**Provided passage**
= Beginning of Section =

Monday, June 15, 2015


Every time we define a character and set it on a page, we delve into our emotional banks.  When we withdraw emotions and life experiences from that bank and that never leaves us unaffected.  A good example of that is if we’ve just written a heavy emotional scene, we’re wiped. 

Anything we create as an artist, musician, or writer is pulled from our emotional banks.

An artist pulls the emotions from their own psyche and as they do they bring into play their sense of wonder about life, curiosity about how and why things work. This is why a good piece of music, object of art, and words can elicit a strong emotional response. To create that response in others an artist first has to reach inside. And to do that effectively, the creator is also brushed with those same emotions as they create.

Writing/journaling has been used as a tool for years to help client/patients to identify problems.  The thought being, when you write about a situation or event your emotions will spill over into what you’re writing and help see a problem more clearly. Or at least have a starting point to repair or modify what’s troubling you.

Many traumatic things are totally or partially forgotten and this is the mind’s defense mechanism. It protects. Even when forgotten the emotional impact hasn’t been removed, only hidden. Emotions are stored differently than memories and have a way of manifesting themselves, or spilling over, into our dreams and other areas of life. By writing down those emotions, we can, theoretically, recall missing parts and go about fixing it.

= End of Section =

Repeat word for word the part of the passage on writing and emotions that begins with "Anything we create" and ends after "what’s troubling you.".

Stored records:
= Beginning of Section =

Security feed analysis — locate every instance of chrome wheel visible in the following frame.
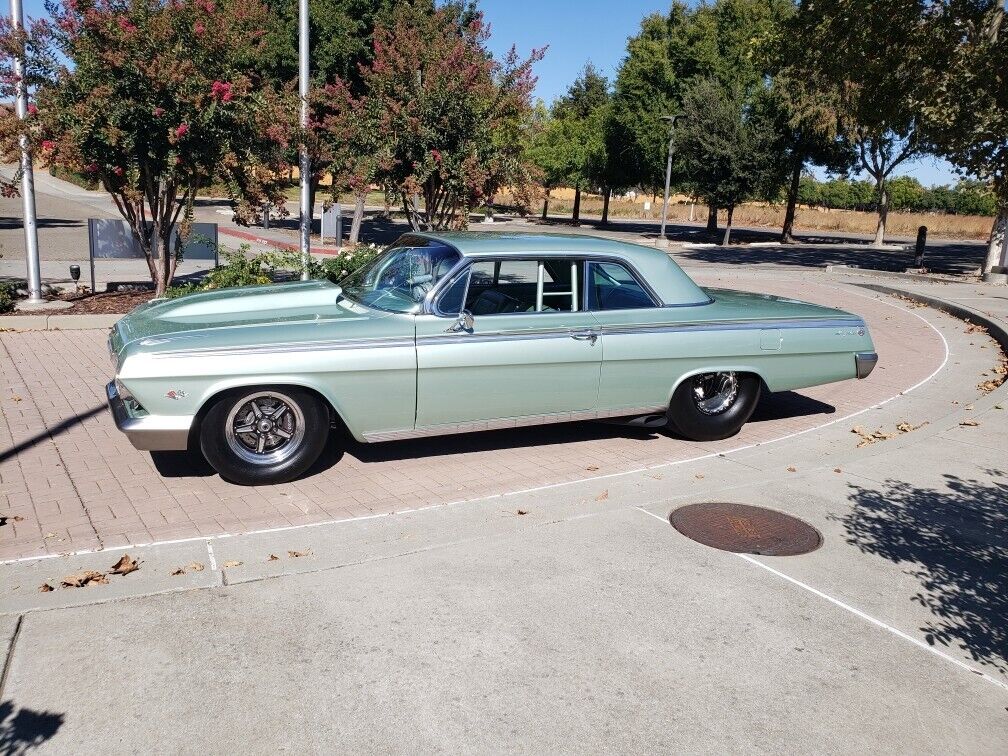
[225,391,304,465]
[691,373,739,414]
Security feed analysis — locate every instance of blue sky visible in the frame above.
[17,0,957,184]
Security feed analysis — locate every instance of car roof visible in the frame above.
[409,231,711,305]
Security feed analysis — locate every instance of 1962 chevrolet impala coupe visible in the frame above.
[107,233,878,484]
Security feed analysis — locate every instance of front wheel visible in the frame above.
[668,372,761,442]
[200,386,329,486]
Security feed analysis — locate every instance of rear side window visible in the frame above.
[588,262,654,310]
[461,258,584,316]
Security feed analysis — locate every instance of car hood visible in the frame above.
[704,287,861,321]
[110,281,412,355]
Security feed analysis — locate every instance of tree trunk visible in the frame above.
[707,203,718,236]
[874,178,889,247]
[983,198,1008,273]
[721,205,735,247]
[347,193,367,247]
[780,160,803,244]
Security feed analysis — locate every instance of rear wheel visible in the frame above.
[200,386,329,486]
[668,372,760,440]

= End of Section =

**Answer space**
Anything we create as an artist, musician, or writer is pulled from our emotional banks.

An artist pulls the emotions from their own psyche and as they do they bring into play their sense of wonder about life, curiosity about how and why things work. This is why a good piece of music, object of art, and words can elicit a strong emotional response. To create that response in others an artist first has to reach inside. And to do that effectively, the creator is also brushed with those same emotions as they create.

Writing/journaling has been used as a tool for years to help client/patients to identify problems.  The thought being, when you write about a situation or event your emotions will spill over into what you’re writing and help see a problem more clearly. Or at least have a starting point to repair or modify what’s troubling you.